__YOUR INSTRUCTIONS__
Reproduce the material below unchanged, starting at the line that contains "line as [28,103]." and stopping at the end of the material.

__MATERIAL FOR THIS EXERCISE__
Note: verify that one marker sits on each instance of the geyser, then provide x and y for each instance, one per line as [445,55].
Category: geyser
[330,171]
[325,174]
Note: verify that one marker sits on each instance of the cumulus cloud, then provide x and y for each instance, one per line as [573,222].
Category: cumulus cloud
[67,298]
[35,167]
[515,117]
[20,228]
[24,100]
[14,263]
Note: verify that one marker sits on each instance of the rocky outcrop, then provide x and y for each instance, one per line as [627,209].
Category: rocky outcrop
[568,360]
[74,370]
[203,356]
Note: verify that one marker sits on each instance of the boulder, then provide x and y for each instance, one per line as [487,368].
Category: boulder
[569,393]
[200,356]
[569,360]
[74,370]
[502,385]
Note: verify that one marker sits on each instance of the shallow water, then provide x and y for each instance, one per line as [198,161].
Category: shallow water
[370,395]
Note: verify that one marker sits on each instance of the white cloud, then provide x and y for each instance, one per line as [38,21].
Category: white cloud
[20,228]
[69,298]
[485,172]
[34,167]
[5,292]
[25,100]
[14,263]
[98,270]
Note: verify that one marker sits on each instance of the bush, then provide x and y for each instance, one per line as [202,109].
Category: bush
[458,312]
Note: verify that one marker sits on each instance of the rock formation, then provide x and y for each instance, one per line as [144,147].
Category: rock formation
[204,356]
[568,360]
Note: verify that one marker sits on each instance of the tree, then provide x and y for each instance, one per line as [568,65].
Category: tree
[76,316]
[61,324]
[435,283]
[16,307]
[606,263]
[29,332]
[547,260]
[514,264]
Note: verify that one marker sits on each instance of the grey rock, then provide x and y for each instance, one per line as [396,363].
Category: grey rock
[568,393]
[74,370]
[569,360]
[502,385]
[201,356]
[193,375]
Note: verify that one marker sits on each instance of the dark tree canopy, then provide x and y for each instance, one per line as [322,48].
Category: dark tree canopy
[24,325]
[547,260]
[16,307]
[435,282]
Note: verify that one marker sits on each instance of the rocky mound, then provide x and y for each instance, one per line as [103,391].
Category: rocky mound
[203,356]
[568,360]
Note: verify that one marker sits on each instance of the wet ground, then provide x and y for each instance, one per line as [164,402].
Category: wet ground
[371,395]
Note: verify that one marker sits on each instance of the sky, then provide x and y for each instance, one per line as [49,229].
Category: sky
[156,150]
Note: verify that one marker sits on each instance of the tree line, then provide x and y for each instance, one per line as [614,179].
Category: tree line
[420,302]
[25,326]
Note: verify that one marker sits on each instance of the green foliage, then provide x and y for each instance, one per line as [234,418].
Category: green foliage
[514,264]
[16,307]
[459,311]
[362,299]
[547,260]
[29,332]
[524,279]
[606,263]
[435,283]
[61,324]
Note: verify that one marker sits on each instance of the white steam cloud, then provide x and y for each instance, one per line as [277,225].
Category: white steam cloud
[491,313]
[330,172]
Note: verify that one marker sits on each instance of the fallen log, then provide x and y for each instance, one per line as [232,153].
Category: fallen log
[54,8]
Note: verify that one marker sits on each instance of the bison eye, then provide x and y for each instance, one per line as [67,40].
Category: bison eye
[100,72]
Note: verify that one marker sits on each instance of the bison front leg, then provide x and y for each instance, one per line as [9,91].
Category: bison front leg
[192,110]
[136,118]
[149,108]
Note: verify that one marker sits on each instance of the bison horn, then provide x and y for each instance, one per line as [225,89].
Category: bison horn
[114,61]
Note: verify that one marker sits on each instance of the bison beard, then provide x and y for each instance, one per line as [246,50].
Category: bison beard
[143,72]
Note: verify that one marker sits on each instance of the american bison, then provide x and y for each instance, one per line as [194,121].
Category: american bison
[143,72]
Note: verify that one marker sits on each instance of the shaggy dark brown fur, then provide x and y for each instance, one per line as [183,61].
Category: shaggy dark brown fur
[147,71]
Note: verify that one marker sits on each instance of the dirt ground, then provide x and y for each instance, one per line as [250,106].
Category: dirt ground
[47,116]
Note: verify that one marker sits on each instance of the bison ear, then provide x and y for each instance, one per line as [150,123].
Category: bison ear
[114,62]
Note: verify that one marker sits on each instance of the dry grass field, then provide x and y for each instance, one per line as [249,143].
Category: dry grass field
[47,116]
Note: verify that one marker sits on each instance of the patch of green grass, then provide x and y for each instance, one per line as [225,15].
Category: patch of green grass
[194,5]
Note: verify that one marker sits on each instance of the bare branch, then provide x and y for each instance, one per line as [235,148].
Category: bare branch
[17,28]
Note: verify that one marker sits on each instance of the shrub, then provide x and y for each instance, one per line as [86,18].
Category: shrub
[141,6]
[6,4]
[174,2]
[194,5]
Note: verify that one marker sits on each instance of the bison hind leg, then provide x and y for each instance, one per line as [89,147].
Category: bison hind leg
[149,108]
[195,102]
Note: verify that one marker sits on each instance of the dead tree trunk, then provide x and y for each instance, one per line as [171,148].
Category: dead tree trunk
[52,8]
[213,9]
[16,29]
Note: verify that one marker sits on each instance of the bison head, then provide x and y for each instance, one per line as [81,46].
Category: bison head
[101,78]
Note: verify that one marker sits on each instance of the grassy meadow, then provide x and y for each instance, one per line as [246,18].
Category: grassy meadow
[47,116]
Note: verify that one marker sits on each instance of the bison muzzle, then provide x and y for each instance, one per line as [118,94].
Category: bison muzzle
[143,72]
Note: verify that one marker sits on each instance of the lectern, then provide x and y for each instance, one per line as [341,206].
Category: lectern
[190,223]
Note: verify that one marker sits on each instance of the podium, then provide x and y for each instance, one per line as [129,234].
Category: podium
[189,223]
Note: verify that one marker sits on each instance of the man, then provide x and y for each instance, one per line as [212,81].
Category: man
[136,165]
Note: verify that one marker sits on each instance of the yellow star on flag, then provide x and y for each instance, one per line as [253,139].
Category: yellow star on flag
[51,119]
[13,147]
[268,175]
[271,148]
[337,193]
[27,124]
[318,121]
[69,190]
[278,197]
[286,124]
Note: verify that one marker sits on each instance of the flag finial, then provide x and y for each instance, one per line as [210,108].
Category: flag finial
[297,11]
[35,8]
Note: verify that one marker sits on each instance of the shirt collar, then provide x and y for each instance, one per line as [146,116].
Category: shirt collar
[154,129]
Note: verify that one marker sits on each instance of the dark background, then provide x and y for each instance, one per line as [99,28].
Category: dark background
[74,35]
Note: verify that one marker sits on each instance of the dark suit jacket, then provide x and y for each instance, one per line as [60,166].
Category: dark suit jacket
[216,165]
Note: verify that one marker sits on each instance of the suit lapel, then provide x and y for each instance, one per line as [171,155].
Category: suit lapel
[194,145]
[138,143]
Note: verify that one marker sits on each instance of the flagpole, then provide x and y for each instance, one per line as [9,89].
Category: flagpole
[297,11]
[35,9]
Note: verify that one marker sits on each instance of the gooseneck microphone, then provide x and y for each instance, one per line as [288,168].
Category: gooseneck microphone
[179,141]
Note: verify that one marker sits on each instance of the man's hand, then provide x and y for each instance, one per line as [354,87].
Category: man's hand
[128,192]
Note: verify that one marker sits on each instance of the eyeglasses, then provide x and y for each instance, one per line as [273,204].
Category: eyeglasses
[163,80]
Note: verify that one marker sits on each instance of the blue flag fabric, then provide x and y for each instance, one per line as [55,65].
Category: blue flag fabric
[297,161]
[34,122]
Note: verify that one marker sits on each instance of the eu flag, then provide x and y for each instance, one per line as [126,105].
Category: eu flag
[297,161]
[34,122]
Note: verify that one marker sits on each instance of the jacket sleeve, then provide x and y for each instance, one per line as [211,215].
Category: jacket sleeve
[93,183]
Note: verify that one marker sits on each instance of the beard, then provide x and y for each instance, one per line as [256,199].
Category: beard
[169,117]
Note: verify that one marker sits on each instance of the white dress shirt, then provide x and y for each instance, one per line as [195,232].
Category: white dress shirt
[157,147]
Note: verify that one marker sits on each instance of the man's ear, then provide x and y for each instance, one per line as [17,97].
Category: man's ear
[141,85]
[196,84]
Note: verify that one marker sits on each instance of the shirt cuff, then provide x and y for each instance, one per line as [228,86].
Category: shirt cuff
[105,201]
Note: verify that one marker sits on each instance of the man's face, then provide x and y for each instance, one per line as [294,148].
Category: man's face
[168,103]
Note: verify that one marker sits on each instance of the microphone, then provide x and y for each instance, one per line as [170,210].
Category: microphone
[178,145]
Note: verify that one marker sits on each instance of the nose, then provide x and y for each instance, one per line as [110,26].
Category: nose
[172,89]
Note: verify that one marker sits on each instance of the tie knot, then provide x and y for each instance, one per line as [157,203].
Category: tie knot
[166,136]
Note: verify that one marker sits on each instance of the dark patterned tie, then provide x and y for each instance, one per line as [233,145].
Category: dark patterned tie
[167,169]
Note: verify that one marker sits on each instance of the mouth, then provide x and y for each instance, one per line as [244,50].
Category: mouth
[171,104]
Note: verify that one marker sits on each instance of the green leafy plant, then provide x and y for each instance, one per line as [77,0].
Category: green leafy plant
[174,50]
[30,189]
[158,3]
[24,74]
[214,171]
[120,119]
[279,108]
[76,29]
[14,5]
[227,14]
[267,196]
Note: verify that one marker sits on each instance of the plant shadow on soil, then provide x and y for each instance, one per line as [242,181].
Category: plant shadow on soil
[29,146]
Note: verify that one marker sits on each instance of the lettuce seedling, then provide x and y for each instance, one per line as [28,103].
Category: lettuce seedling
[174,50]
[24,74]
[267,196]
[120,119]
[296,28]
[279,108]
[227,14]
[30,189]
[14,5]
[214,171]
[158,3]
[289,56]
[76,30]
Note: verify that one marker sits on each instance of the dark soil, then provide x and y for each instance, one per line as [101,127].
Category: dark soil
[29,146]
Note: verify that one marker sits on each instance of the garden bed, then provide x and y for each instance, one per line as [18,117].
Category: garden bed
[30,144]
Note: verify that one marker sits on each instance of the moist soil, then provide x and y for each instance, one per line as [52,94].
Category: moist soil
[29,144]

__SOLVED EXERCISE__
Note: verify that one marker sits on each instance of the lettuce seedling, then provide x and y for each instance, one per line as [28,103].
Category: lettuce seedling
[174,50]
[24,74]
[267,196]
[120,119]
[296,28]
[279,108]
[227,14]
[30,189]
[14,5]
[214,171]
[158,3]
[289,56]
[76,30]
Note: verify that one marker sits on each instance of the dark soil, then provide x and y for each instance, one per line as [101,127].
Category: dark soil
[29,146]
Note: verify that one marker sits on each instance of the garden bed, then provide x and y for each instance, one per line as [18,117].
Category: garden bed
[30,144]
Note: verify that one marker sits on each instance of the moist soil, then provide x and y for each instance, one per line as [52,94].
Category: moist soil
[29,144]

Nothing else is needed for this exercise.